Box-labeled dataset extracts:

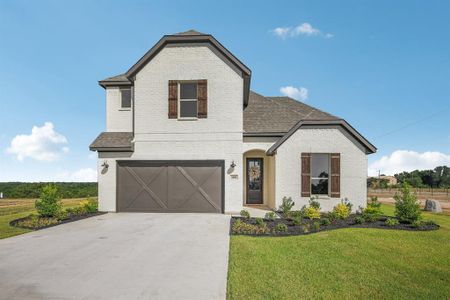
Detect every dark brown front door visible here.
[247,158,263,204]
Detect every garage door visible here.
[117,161,224,213]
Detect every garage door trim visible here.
[116,159,225,214]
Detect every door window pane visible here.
[180,101,197,118]
[311,153,330,195]
[180,82,197,99]
[120,89,131,108]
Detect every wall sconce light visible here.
[102,160,109,174]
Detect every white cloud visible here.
[56,168,97,182]
[280,86,308,101]
[293,23,320,36]
[6,122,69,162]
[270,23,334,39]
[369,150,450,176]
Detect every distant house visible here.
[379,175,397,185]
[90,30,376,213]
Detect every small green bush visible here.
[290,210,303,219]
[320,218,331,226]
[333,202,351,220]
[80,198,98,213]
[280,197,295,217]
[275,223,287,232]
[240,209,250,219]
[422,220,437,225]
[300,223,311,233]
[394,182,422,223]
[34,185,62,218]
[309,196,320,210]
[355,216,365,224]
[255,218,265,226]
[264,211,276,221]
[303,206,320,220]
[16,215,60,229]
[231,219,269,234]
[384,218,399,227]
[292,217,302,226]
[312,221,320,231]
[325,211,337,222]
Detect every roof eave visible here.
[266,119,377,155]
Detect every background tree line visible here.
[0,182,98,198]
[367,166,450,188]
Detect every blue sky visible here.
[0,0,450,181]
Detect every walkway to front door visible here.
[246,157,264,204]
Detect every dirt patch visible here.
[9,212,106,230]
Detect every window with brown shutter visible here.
[169,80,178,119]
[331,153,341,198]
[301,153,311,197]
[197,79,208,118]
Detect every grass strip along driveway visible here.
[0,198,89,239]
[227,205,450,299]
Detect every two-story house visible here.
[90,30,376,213]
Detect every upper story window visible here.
[178,82,198,119]
[311,153,330,195]
[120,87,131,109]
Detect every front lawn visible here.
[0,198,92,239]
[227,205,450,299]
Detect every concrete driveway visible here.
[0,213,229,300]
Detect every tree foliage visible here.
[0,182,97,198]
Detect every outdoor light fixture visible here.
[102,160,109,174]
[230,160,236,169]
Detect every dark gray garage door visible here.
[117,161,224,213]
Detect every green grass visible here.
[0,199,92,239]
[227,205,450,299]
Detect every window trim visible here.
[309,152,331,198]
[177,80,198,121]
[119,86,133,111]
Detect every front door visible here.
[247,158,263,204]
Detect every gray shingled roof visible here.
[244,91,340,134]
[174,29,207,35]
[89,132,133,151]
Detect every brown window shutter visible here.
[331,153,341,198]
[301,153,311,197]
[197,79,208,118]
[169,80,178,119]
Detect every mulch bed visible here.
[9,212,106,230]
[230,214,440,236]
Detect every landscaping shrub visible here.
[231,219,269,234]
[80,198,98,213]
[300,223,310,233]
[275,223,287,232]
[394,183,422,223]
[240,209,250,219]
[333,202,351,220]
[325,211,337,222]
[255,218,266,226]
[320,218,331,226]
[34,185,62,218]
[16,215,59,229]
[264,211,276,221]
[280,197,295,217]
[355,216,365,224]
[309,196,320,210]
[290,210,303,219]
[292,217,302,226]
[312,221,320,231]
[384,218,399,227]
[303,206,320,220]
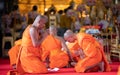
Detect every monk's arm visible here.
[60,38,74,61]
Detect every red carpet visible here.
[0,58,120,75]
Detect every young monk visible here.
[42,25,72,68]
[8,39,22,69]
[8,15,48,75]
[64,30,111,72]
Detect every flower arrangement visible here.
[102,0,112,8]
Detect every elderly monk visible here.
[16,15,48,73]
[64,30,111,72]
[42,25,71,68]
[8,39,22,69]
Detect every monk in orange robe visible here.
[42,25,69,68]
[117,66,120,75]
[64,30,111,72]
[16,15,48,74]
[8,39,22,69]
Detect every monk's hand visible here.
[70,61,76,66]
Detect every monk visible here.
[42,25,69,68]
[8,39,22,69]
[13,15,48,75]
[117,66,120,75]
[64,30,111,72]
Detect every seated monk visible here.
[117,66,120,75]
[42,25,69,68]
[8,39,22,69]
[11,15,48,75]
[64,30,111,72]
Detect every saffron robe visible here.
[42,35,69,68]
[17,25,48,73]
[8,39,22,66]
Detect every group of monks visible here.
[8,15,111,75]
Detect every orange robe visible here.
[42,35,69,68]
[117,66,120,75]
[72,33,111,72]
[17,25,48,73]
[66,41,80,61]
[8,39,22,66]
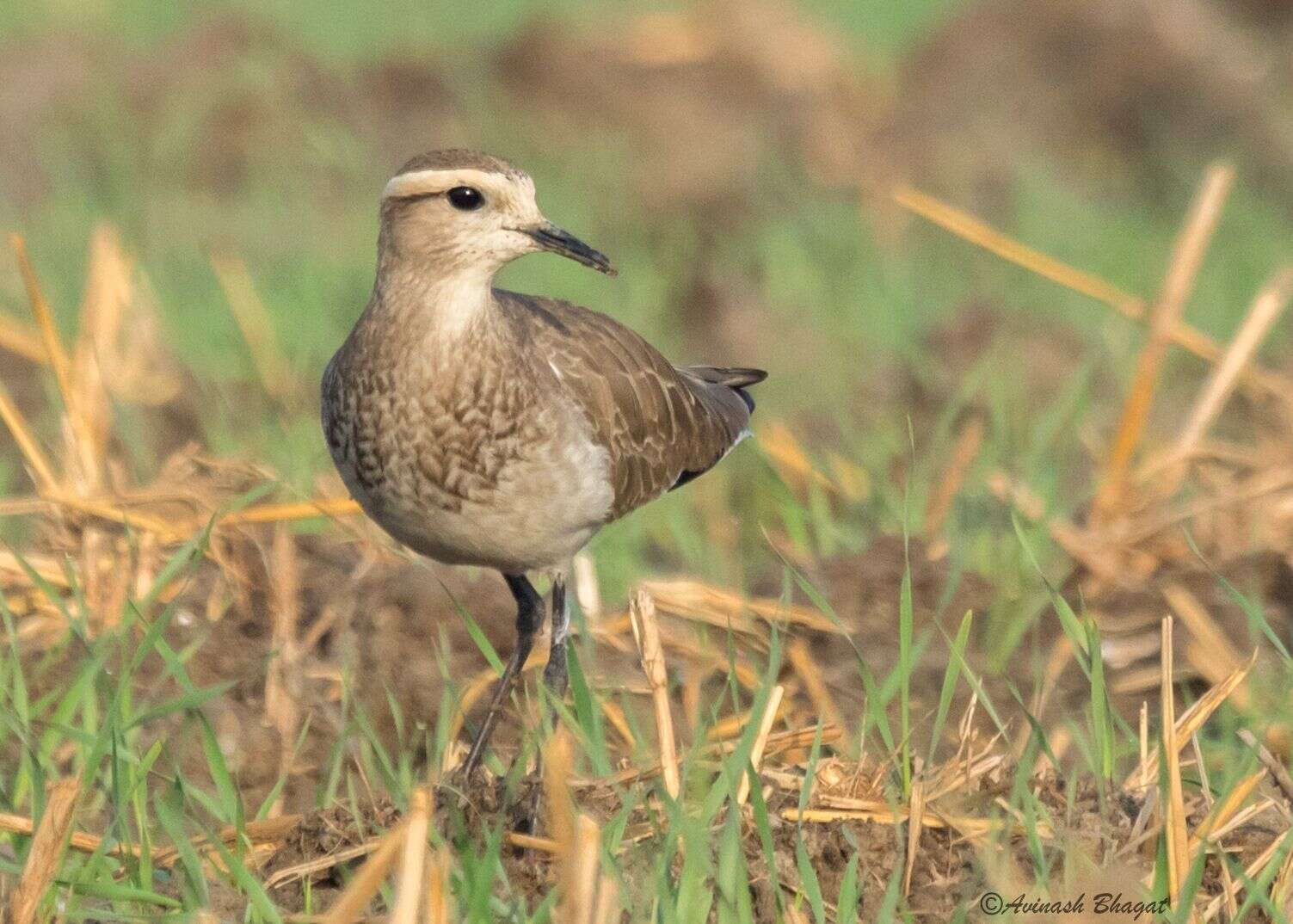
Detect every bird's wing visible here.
[498,292,763,517]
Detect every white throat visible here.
[427,273,494,337]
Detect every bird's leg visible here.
[463,574,543,780]
[521,574,570,832]
[543,574,570,699]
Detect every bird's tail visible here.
[683,366,768,414]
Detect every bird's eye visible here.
[449,186,485,212]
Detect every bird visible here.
[321,149,767,779]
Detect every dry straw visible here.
[628,590,683,798]
[9,777,80,924]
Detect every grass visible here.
[0,0,1293,924]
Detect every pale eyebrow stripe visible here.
[381,169,496,199]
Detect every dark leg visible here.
[521,574,570,832]
[543,574,570,699]
[463,574,543,780]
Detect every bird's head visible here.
[381,150,615,276]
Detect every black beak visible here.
[520,221,615,276]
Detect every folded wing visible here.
[498,292,766,517]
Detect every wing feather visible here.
[496,291,763,517]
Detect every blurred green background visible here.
[0,0,1293,582]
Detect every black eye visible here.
[449,186,485,212]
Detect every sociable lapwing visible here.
[322,150,766,778]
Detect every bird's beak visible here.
[520,221,615,276]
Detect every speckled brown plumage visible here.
[322,150,763,775]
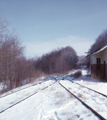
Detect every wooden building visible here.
[89,45,107,81]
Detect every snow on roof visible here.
[93,45,107,54]
[86,45,107,57]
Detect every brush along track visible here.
[0,81,44,99]
[59,80,107,120]
[0,80,56,113]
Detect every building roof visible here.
[86,45,107,57]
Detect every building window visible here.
[97,58,101,70]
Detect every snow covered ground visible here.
[0,70,107,120]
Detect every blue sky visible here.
[0,0,107,57]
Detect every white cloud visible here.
[24,36,93,57]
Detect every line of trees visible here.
[0,19,35,93]
[35,46,78,74]
[0,18,78,92]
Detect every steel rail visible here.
[58,81,106,120]
[0,81,56,114]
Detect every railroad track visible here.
[0,81,44,99]
[71,80,107,97]
[0,80,56,113]
[58,80,107,120]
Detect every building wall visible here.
[90,48,107,80]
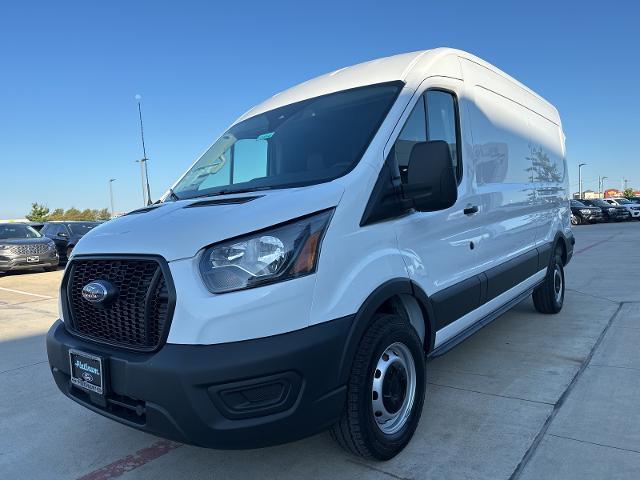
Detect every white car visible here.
[47,48,574,460]
[604,197,640,220]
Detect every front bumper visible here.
[47,317,353,449]
[0,250,60,272]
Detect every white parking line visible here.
[0,287,54,298]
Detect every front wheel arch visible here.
[338,278,435,384]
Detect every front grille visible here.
[11,243,49,255]
[67,258,171,351]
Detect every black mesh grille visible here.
[67,259,170,350]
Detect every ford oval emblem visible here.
[82,280,115,304]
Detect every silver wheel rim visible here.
[371,342,416,435]
[553,265,563,303]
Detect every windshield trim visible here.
[168,80,406,202]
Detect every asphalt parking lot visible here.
[0,222,640,480]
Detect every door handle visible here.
[464,205,478,215]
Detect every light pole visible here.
[578,163,586,200]
[135,94,151,206]
[598,177,609,198]
[109,178,116,218]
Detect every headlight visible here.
[200,210,333,293]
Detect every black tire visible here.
[533,247,565,314]
[331,314,426,460]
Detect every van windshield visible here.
[172,82,403,199]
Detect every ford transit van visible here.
[47,48,574,460]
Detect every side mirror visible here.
[403,140,458,212]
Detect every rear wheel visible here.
[331,314,426,460]
[533,248,565,313]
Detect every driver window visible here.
[392,96,427,183]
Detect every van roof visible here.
[238,47,559,122]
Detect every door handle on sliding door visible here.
[464,205,478,215]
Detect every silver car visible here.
[0,223,59,273]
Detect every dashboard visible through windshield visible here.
[172,82,403,199]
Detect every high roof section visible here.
[232,48,557,122]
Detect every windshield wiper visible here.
[153,187,181,205]
[191,186,273,198]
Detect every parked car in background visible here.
[570,200,604,225]
[580,198,631,222]
[40,221,102,262]
[0,223,59,273]
[604,197,640,220]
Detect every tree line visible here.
[25,202,111,222]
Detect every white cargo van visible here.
[47,48,574,459]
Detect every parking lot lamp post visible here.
[109,178,116,218]
[135,94,151,206]
[598,177,609,198]
[578,163,586,200]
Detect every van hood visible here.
[74,182,344,261]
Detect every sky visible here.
[0,0,640,218]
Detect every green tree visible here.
[63,207,82,220]
[79,208,96,220]
[96,208,111,220]
[47,208,64,221]
[25,202,49,222]
[622,188,636,198]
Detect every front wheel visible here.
[533,248,565,313]
[331,314,426,460]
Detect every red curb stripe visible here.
[573,235,615,255]
[78,440,182,480]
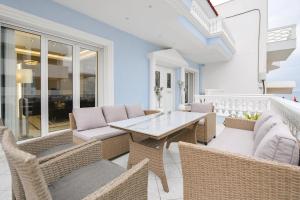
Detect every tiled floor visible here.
[0,124,224,200]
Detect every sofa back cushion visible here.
[73,107,107,131]
[191,103,214,113]
[125,105,145,118]
[253,116,282,151]
[102,105,128,123]
[254,112,273,137]
[254,123,299,165]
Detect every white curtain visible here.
[2,28,19,134]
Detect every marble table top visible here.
[109,111,206,139]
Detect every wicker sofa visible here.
[69,105,158,159]
[3,130,148,200]
[179,115,300,200]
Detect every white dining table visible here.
[109,111,206,192]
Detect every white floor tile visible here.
[148,179,160,200]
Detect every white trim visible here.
[148,49,199,109]
[41,35,49,136]
[0,4,114,105]
[72,45,80,108]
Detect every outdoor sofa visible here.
[2,129,149,200]
[69,105,158,159]
[179,113,300,200]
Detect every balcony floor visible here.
[0,123,224,200]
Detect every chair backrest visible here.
[2,129,52,200]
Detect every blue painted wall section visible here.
[0,0,161,108]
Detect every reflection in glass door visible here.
[0,27,41,140]
[48,40,73,132]
[80,48,98,107]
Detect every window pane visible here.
[0,27,41,140]
[48,41,73,131]
[80,48,98,107]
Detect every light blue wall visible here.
[0,0,160,108]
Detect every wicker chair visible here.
[179,140,300,200]
[3,130,148,200]
[0,126,96,200]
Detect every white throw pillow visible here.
[254,123,299,165]
[73,107,107,131]
[125,105,145,118]
[254,111,273,137]
[254,116,282,151]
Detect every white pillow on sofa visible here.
[125,104,145,118]
[102,105,128,123]
[254,123,299,165]
[254,111,273,137]
[73,107,107,131]
[253,116,282,151]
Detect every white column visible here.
[149,54,156,109]
[179,67,185,104]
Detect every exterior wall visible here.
[0,0,160,108]
[200,0,268,93]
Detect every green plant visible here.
[244,113,260,121]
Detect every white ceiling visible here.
[54,0,226,64]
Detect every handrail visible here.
[190,0,235,46]
[194,94,300,139]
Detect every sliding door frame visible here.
[0,5,114,136]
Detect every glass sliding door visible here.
[80,48,98,107]
[48,40,73,132]
[184,72,195,103]
[0,27,41,140]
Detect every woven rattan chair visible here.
[3,130,148,200]
[179,142,300,200]
[0,126,95,200]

## Problem details:
Edit the data from the line with "Detect every bird's head visible here." up to and including the line with "[0,81,56,114]", replacing "wooden building" with "timber building" and keeping everything else the same. Leave the pictures out of the answer.

## Reply to the task:
Detect every bird's head visible here.
[381,150,615,276]
Detect every black beak visible here.
[520,221,615,276]
Detect every folded wing visible here.
[498,292,766,517]
Detect every wing feather visible here.
[496,291,763,517]
Detect every blurred green background visible here.
[0,0,1293,582]
Detect every black eye visible here.
[449,186,485,212]
Detect every sociable lapwing visible here.
[322,150,766,778]
Detect every bird's beak visible here.
[520,221,615,276]
Detect every speckled brown plumage visible here.
[322,150,763,775]
Detect every timber building visible here.
[89,45,107,81]
Detect every snow on roof visible here.
[93,45,107,54]
[86,45,107,57]
Detect every brush along track visible here.
[0,81,44,99]
[59,80,107,120]
[0,80,56,113]
Detect every building roof visible here.
[86,45,107,57]
Detect every building window visible here.
[97,58,101,70]
Detect every snow covered ground visible here.
[0,70,107,120]
Detect every blue sky visible here.
[0,0,107,57]
Detect every white cloud visible here.
[24,36,93,57]
Detect every line of trees visible here.
[0,19,35,93]
[35,46,78,74]
[0,18,78,92]
Detect every steel rail visible here.
[58,81,106,120]
[0,81,56,114]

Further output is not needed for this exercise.